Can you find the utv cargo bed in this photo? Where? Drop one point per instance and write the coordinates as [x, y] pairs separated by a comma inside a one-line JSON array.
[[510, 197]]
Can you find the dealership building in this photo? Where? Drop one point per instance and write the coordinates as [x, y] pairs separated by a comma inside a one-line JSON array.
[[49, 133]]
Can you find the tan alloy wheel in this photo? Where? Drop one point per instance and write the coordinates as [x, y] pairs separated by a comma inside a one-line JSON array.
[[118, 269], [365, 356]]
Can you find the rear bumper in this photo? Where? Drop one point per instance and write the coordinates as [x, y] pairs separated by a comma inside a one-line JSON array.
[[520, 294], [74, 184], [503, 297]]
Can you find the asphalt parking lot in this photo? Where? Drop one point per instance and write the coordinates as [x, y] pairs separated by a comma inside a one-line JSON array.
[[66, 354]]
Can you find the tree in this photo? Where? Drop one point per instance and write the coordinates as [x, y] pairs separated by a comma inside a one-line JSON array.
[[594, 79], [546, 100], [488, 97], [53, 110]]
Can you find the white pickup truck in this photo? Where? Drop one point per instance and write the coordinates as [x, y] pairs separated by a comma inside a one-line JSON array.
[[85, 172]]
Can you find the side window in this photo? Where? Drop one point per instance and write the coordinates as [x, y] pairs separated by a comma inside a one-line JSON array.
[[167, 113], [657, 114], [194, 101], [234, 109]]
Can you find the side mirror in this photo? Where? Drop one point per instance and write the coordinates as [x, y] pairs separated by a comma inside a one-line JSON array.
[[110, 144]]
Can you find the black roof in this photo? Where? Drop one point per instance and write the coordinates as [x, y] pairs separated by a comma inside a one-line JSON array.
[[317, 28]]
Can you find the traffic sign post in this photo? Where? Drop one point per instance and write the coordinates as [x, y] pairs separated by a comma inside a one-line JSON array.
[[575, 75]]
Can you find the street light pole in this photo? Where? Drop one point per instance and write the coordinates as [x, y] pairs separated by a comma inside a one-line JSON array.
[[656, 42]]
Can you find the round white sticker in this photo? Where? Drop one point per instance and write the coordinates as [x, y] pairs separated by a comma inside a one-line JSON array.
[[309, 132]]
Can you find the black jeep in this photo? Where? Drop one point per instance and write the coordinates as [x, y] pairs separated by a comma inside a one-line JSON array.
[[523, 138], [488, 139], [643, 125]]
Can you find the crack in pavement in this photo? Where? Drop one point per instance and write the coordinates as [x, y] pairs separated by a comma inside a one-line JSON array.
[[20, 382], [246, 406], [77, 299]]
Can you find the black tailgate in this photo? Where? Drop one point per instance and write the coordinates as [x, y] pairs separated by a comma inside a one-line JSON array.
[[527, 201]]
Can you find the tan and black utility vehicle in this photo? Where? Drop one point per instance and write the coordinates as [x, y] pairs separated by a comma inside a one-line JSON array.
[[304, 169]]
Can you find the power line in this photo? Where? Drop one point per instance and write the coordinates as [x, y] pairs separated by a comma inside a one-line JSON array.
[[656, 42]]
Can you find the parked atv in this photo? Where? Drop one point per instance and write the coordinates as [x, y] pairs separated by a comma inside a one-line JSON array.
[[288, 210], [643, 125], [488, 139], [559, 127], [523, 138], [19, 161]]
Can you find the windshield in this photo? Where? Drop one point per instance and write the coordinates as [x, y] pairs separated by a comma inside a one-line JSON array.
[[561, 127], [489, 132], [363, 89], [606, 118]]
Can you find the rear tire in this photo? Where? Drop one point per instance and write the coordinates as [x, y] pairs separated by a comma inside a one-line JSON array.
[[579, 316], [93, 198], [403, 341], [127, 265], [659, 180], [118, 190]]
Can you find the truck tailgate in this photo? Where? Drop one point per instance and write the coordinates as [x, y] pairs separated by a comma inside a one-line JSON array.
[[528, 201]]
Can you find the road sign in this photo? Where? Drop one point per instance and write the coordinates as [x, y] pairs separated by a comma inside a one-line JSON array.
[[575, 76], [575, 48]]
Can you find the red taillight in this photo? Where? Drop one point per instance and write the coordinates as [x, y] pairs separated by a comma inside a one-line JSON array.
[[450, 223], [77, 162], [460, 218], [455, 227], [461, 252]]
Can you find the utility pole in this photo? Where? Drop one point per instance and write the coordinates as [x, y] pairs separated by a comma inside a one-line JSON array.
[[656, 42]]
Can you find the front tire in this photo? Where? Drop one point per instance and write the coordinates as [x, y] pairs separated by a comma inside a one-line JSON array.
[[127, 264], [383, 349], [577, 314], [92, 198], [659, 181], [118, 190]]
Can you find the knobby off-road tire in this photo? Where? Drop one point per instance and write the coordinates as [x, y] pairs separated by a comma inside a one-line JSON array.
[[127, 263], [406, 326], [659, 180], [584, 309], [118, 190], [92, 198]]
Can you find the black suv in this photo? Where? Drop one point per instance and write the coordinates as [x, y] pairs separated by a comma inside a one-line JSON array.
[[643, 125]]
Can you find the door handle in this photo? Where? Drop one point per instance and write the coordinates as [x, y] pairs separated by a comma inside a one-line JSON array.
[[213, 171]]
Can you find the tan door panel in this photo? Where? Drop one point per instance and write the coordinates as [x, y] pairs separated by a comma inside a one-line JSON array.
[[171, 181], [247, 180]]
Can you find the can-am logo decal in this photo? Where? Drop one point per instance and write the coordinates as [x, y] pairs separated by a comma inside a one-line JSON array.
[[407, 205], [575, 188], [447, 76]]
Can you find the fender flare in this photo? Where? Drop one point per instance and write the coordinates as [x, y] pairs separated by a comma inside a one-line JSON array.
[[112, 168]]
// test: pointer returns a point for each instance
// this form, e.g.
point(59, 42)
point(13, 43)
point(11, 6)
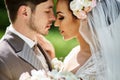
--------------------------------------------------
▸ **WHAT NEEDS TO BE DONE**
With the pictures omitted, reproduce the records in full and exactly.

▸ **ANSWER SPACE**
Can you find the utv cargo bed in this photo? Where? Drop one point per instance and write the coordinates as [x, y] pairs separated by a comma inside a one-line JSON array.
[[510, 197]]
Can you find the dealership building in this photo? Where? Drop one point per instance and write the coordinates as [x, y] pairs separated by a comma inside a one-line JSON array.
[[49, 133]]
Can you find the tan alloy wheel in this photo? Where? Drop one point per instance and write the coordinates as [x, y] pairs separated by a comma inside a one-line JSON array.
[[118, 269], [365, 356]]
Can you find the rear bumper in this photo? Where? Drop one point per instance and write the coordinates as [x, y] pairs separated by a comma inside a one-line JSON array.
[[520, 294], [74, 184], [503, 297]]
Can you find the asphalt parking lot in this photo? Where? Drop one point per instance and write the coordinates as [x, y] pairs separated by a comma inside a one-line JSON array.
[[66, 354]]
Can you find the tree in this photo? Where? Drop one point per instance and write the coordinates as [x, y] pairs separated by a comma inside a one-line JSON array.
[[594, 79], [546, 100], [488, 97], [53, 110]]
Can you find the white pickup truck in this photo? Where? Drop one point per instance and write the coordinates as [x, y] pairs separated by a comma inside a one-line JSON array.
[[85, 172]]
Can you find the side window in this photo? Where? Drop one point per instance and write the coordinates as [x, y] pairs separated by a comma inside a one-line JSON array.
[[167, 113], [657, 114], [194, 101], [234, 109]]
Can you find the side mirror in this photo? Where? Drop one point per instance and write the coordinates as [x, y] pairs separated by a comma inside a one-line JSON array.
[[110, 144]]
Can you find the black roof in this photo? Where? Drop one point per instance and write the coordinates as [x, y] pairs separated by a comma inside a one-line JSON array.
[[317, 28]]
Can you find the traffic sign post in this photo? Where? Drop one point per instance and write the coordinates as [x, y] pairs separated by a comma inside a one-line JSON array.
[[575, 75]]
Can you find the street light pole in this photo? Where? Drop one point per instance and write the coordinates as [x, y] pairs separated by a comma inside a one-line JSON array.
[[656, 42]]
Can you find the round white sticker in this photo? Where? Drop one point per instance and write the coordinates as [x, y] pairs separated by a comma inside a one-line JSON array.
[[309, 132]]
Can you find the black jeep in this photo? Where? Drop one point per instance and write the coordinates as [x, y] pairs separated by a comma inside a one-line JSON array.
[[523, 138], [488, 139], [643, 125]]
Can you find the crack in pavement in this photo? Where? Drop one point per instance and write the coordinates as [x, y] pairs separated by a comma inside a one-line JSON array.
[[20, 382], [246, 406], [77, 299]]
Can you find the black tailgate in this photo? Where? Drop one point per instance and write the coordinates as [x, y] pairs separated by a comma inside a one-line JSON array.
[[527, 201]]
Can you find the tan and black utility vehicle in this photo? Where? Drop one point per instance and write the coordinates as [x, y] pairs separated by a comma inside a one-line JSON array.
[[304, 169]]
Can you find the power line in this photo? Where? Drop one point per instance and write the coordinates as [x, y] pairs separated by a comma inside a one-line JSON array.
[[656, 42]]
Can you find the parked atv in this photo? Where? Drop one point per instance and write the coordinates as [x, y] pairs separated by a comma inside a one-line JSON array.
[[288, 210], [643, 125], [488, 139], [559, 127], [523, 138], [19, 161]]
Can you find the windshield in this photo? Where? Drop one point per instance and write the coordinates as [x, y] pairs separated by a comma inside a one-line JSON array.
[[561, 127], [489, 132], [363, 89], [606, 118]]
Can you find the rear tire in this photo? Where? Drop one point per instance and write the coordinates as [x, y] pairs separated by a comma inside a one-line JSON array.
[[579, 316], [93, 198], [403, 341], [127, 265], [659, 180], [118, 190]]
Can you find the truck tailgate in this photo? Where? Drop one point per instance and write the coordinates as [x, y] pairs separated by a comma inside a one-line JSON array.
[[528, 201]]
Can you find the road sign in this photo? Where? Drop one point per instance and write the coordinates as [x, y] pairs separated by a comma inside a one-line JSON array.
[[575, 76], [575, 48]]
Can you find the red taillight in this photo? Where? Drop one point per instance and write the coordinates as [x, y] pairs separated by a comma inside a one-line JSON array.
[[450, 223], [77, 162], [460, 218], [455, 227], [461, 252]]
Can you find the utility pole in this photo? Where? Drop one point per instance and write the coordinates as [x, y] pairs separated by a comma inside a one-line JSON array.
[[656, 42]]
Can you find the front tire in this photo? Where? Drop one point per instance and write the coordinates as [x, y] pairs separated by a comma inside a one-line JSON array.
[[127, 264], [383, 349], [577, 314], [92, 198], [659, 181], [118, 190]]
Can you find the knobby off-road tire in this photo? Where? Drop one point per instance and write the coordinates as [x, y] pairs separated by a comma inside a one-line JSON array.
[[127, 263], [406, 326], [659, 180], [584, 309], [118, 190], [92, 198]]
Can you find the black suv in this photo? Where? Drop one point per instance and write the coordinates as [x, y] pairs separated by a comma inside a one-line JSON array.
[[643, 125]]
Can you find the door handle in this photo? Where? Drop one point per instance and write the coordinates as [x, y] pairs separated by a comma inside a one-line JSON array.
[[213, 171]]
Can you find the tan door panel in this photo? Where? Drop one point per instance and write the coordinates as [x, y] pairs separated by a comma inside a one-line JSON array.
[[171, 181], [247, 180]]
Can you find the can-am logo decal in this photo? Where? Drop one point per instance and write the coordinates as [x, y] pairs separated by a comma inside a one-line JSON array.
[[407, 205], [575, 188], [447, 76]]
Can you find the fender flare in this photo? Where? Drop one point per instance and write the coordinates as [x, y] pairs separated by a comma inside a one-line JSON array.
[[112, 168]]
// test: pointer returns a point for each instance
// this form, e.g.
point(59, 42)
point(13, 43)
point(11, 6)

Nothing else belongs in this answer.